## ACTIVITY:
Retype the records below exactly as they stand, but with no images.

[Collected data entries]

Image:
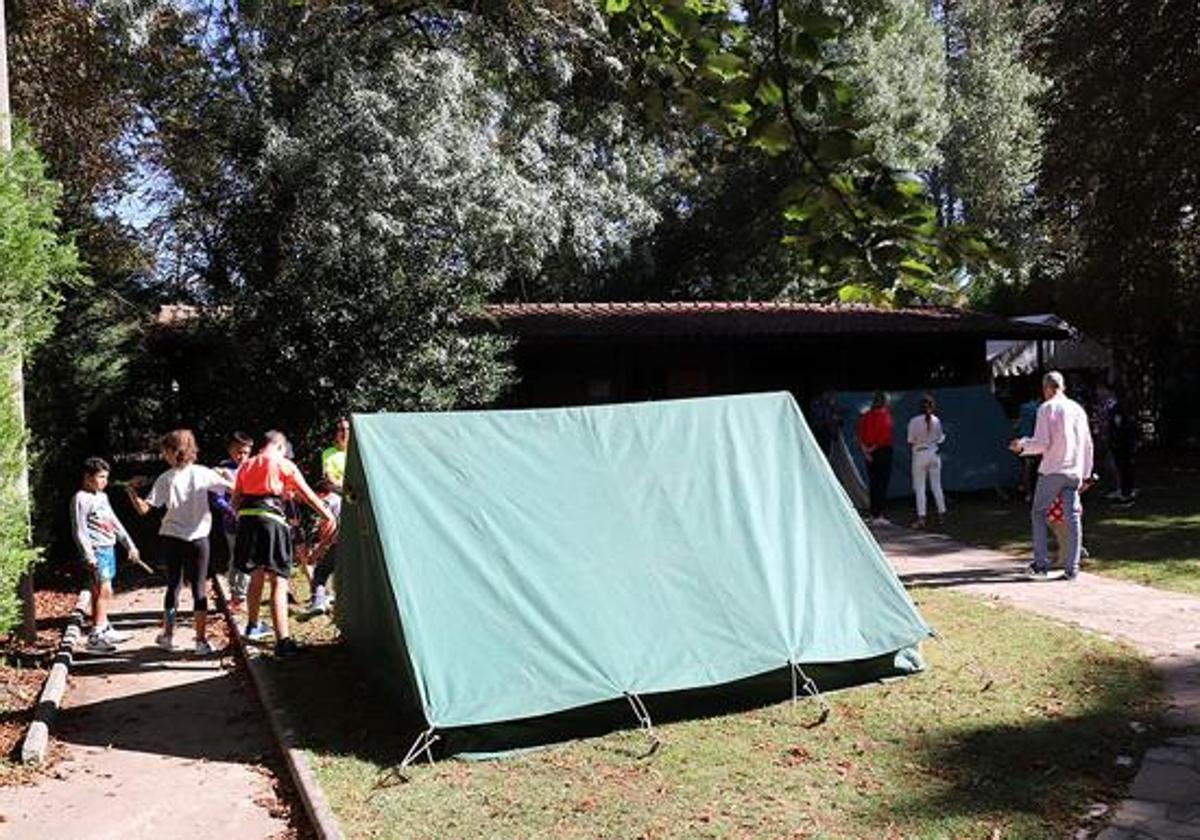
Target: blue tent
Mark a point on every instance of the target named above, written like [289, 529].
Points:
[975, 455]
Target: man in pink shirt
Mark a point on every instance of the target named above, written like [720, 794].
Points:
[1063, 439]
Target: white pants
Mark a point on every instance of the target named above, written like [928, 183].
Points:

## TASK SOLUTION:
Image:
Target: blue tent
Mark a point on every instance of the target named above, written like [289, 529].
Points:
[975, 455]
Target: man in pink shirt
Mark a point on every instance of the target named above, written like [720, 794].
Points:
[1063, 439]
Target: white pants
Mark a point on every instance of the target named above, written like [928, 183].
Points:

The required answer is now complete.